*Your task*.
Format the records from the start through the line containing "55 147 L 53" as a two-column CSV with the headers task and value, one row per record. Put each record's wording under task and its answer under value, with every field in quotes and line breaks turned into spaces.

** start Record excerpts **

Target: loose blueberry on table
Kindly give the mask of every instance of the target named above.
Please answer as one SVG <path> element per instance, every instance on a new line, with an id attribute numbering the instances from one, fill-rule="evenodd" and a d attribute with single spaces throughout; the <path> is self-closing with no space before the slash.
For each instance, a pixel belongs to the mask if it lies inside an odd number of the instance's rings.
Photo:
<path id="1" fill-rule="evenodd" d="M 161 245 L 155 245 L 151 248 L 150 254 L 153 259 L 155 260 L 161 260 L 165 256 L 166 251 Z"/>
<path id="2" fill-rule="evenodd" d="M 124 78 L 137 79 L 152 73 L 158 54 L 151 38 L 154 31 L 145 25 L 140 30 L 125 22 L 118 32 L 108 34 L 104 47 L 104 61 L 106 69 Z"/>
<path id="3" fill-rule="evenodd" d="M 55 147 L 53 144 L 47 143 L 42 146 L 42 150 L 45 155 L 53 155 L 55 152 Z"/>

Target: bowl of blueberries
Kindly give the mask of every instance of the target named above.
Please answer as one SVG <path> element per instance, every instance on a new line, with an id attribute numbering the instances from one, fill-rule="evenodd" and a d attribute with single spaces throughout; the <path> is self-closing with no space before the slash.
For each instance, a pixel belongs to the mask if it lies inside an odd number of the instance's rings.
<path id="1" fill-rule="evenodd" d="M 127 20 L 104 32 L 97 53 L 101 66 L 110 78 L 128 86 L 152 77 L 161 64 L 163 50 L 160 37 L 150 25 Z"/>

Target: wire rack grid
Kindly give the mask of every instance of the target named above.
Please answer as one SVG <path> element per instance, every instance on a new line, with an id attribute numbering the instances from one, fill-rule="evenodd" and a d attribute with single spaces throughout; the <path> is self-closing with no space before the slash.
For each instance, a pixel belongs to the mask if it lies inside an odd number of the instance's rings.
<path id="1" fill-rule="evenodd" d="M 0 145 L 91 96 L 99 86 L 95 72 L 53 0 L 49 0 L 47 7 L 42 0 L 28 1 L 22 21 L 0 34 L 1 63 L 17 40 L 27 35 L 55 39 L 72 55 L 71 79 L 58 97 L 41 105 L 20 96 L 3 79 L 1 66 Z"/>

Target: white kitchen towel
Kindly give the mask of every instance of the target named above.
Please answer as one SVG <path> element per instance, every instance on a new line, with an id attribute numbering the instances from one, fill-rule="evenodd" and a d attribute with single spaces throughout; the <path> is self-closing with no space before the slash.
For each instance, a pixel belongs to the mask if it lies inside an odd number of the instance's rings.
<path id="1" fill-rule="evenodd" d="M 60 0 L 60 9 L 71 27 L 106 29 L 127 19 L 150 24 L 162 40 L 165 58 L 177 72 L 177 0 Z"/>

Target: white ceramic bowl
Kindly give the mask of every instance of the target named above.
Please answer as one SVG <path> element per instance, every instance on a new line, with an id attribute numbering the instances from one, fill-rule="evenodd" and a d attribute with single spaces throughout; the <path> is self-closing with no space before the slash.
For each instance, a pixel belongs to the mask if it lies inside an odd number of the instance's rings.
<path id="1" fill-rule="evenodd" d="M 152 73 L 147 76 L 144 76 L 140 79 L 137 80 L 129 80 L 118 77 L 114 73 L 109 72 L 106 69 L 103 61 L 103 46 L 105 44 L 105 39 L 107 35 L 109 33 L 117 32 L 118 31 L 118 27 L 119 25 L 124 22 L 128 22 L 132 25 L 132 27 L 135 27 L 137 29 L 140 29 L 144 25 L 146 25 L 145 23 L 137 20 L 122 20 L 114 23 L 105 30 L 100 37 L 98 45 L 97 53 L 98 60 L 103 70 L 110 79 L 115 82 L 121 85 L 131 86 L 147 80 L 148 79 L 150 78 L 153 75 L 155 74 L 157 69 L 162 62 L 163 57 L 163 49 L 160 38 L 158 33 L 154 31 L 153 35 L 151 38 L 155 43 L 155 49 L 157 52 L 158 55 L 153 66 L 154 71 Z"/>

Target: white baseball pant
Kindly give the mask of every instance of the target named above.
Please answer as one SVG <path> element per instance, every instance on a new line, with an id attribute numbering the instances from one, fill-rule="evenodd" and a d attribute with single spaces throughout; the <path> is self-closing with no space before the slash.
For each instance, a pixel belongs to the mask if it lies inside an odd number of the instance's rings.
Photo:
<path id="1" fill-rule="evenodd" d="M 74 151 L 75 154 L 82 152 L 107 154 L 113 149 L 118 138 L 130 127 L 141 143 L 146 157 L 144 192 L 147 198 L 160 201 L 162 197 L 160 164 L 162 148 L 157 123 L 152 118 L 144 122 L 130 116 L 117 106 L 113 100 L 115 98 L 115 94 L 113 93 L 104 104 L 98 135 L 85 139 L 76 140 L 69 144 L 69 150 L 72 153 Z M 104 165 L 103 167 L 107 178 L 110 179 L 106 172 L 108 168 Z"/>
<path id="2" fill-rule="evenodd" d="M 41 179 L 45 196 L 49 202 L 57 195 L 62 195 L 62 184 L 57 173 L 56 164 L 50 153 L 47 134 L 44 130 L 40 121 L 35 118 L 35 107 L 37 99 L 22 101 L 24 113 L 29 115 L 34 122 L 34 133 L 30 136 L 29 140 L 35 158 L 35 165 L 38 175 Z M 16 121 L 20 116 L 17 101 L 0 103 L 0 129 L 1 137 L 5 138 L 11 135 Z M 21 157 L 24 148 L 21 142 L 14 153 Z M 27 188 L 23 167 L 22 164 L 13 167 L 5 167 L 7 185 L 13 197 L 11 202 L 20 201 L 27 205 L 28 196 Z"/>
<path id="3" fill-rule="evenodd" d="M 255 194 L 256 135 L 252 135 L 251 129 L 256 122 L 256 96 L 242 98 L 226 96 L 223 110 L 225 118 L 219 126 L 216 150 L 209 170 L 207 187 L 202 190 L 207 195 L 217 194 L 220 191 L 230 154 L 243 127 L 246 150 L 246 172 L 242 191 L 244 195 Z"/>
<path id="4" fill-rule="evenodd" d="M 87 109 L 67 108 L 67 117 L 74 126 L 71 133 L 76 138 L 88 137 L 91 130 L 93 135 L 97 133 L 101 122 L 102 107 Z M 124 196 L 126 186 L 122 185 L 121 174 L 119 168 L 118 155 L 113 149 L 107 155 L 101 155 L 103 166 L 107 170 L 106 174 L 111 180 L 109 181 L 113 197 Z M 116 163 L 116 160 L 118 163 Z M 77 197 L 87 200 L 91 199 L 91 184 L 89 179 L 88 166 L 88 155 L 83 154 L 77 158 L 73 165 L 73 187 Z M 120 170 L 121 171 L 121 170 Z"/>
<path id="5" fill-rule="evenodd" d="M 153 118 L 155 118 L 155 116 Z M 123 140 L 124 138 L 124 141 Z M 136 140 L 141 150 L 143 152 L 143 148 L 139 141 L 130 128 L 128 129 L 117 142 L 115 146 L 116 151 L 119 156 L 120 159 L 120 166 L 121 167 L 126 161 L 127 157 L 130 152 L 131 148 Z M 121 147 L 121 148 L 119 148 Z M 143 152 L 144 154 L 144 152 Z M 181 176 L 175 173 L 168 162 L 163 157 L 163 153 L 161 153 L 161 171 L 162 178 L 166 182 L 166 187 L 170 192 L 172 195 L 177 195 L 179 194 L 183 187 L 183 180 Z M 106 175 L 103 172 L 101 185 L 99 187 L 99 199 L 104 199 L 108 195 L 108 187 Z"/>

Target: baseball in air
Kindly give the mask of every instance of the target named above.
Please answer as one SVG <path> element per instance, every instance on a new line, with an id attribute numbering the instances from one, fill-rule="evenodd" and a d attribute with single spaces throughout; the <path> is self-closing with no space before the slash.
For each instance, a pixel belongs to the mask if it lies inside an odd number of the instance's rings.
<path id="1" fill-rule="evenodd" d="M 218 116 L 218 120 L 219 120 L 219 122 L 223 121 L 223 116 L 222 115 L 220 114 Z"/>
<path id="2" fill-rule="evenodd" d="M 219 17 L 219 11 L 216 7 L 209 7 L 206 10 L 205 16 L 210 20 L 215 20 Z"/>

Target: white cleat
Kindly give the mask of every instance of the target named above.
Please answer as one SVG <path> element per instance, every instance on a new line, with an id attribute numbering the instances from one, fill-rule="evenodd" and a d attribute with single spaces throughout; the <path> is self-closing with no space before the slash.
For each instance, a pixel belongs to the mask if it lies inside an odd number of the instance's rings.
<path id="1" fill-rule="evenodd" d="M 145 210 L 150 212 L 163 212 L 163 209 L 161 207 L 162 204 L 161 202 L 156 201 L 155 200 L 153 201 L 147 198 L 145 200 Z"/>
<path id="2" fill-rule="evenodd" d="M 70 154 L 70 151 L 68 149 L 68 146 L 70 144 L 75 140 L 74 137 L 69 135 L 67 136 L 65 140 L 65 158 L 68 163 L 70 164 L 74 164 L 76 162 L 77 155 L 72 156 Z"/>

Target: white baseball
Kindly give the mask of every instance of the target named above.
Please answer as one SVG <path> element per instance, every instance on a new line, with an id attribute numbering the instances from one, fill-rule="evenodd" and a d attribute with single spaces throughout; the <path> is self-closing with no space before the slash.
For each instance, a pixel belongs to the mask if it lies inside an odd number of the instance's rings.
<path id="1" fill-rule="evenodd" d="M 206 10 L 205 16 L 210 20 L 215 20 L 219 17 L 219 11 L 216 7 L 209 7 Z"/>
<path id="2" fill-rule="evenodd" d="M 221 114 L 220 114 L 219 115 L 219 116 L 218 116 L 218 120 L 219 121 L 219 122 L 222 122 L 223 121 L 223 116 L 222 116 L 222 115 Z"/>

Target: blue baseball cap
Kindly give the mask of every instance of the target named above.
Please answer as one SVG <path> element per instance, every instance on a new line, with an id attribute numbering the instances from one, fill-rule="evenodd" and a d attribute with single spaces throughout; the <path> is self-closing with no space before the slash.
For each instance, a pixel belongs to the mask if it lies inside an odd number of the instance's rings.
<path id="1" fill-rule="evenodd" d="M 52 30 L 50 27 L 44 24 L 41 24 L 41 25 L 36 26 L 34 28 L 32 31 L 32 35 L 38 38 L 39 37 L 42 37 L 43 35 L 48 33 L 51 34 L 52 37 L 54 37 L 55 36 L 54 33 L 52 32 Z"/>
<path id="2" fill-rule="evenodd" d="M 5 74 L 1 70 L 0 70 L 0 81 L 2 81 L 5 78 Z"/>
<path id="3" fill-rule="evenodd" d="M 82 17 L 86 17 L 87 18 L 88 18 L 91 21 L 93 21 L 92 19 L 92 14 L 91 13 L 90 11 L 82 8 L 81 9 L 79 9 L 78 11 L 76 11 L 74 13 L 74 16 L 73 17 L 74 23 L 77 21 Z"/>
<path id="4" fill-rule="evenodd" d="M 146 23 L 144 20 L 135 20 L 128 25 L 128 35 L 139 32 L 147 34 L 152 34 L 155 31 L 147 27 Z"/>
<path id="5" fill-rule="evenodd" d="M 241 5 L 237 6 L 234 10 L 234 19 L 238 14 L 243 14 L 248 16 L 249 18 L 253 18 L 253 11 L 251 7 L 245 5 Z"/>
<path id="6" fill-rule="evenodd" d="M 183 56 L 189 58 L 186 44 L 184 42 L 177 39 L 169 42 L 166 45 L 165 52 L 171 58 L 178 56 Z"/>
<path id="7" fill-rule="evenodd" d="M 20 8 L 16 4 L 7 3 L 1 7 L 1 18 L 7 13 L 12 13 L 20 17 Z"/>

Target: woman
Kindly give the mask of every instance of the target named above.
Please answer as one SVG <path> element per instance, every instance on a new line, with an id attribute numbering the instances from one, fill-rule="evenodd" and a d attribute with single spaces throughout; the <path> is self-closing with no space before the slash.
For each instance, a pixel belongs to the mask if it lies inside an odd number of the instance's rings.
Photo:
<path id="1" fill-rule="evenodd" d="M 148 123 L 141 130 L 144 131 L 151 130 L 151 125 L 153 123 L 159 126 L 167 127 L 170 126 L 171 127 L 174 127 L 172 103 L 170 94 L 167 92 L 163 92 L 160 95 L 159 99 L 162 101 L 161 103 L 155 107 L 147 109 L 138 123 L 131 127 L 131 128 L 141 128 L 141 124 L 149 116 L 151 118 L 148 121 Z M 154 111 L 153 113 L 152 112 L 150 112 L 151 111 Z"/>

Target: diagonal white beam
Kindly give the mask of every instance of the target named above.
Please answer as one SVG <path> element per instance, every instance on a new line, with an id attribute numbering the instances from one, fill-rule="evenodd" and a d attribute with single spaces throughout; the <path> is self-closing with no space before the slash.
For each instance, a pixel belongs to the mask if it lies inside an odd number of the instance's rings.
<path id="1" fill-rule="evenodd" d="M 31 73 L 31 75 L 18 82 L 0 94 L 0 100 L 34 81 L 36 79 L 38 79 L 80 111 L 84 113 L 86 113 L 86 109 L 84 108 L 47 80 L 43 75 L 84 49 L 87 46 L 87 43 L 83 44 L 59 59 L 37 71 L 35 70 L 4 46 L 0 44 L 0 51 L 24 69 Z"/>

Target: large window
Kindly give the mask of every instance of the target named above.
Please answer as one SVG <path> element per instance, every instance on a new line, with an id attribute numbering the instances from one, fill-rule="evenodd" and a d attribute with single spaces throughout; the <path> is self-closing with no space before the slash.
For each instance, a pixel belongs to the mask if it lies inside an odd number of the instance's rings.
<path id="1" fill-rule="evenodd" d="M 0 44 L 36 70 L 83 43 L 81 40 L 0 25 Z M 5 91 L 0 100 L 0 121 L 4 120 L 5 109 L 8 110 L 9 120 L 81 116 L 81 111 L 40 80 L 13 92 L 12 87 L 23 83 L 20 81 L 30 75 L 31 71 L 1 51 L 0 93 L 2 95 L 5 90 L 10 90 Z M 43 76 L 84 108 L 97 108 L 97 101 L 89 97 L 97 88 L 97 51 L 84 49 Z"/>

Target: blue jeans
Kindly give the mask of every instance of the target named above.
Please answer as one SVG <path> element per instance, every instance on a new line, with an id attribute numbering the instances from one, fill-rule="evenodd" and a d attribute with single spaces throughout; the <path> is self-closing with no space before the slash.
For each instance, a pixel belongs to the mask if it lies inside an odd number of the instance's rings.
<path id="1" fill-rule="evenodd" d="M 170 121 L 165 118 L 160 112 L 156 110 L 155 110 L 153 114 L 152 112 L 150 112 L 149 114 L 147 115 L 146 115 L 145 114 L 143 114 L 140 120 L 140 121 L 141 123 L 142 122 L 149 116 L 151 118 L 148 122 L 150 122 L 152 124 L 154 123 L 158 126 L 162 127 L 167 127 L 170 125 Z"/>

** end Record excerpts **

*Final result*.
task,value
"Target: loose blueberry on table Kindly give the mask of every instance of the target named above. Please answer as one SVG <path> element per instance, every instance on a new line, with an id attribute numbering the instances from one, fill-rule=""evenodd"" and a d attribute with single spaces throughout; the <path> is self-closing with no space before the slash. For each instance, a pixel belongs to the mask if it lies inside an odd number of the instance's rings. Photo:","<path id=""1"" fill-rule=""evenodd"" d=""M 161 245 L 155 245 L 151 248 L 150 254 L 153 259 L 155 260 L 161 260 L 165 256 L 166 251 Z""/> <path id=""2"" fill-rule=""evenodd"" d=""M 124 78 L 137 79 L 152 73 L 158 54 L 151 38 L 154 31 L 145 25 L 140 30 L 125 22 L 118 32 L 108 34 L 104 47 L 104 61 L 106 69 Z""/> <path id=""3"" fill-rule=""evenodd"" d=""M 55 147 L 53 144 L 47 143 L 42 146 L 42 150 L 45 155 L 53 155 L 55 152 Z""/>"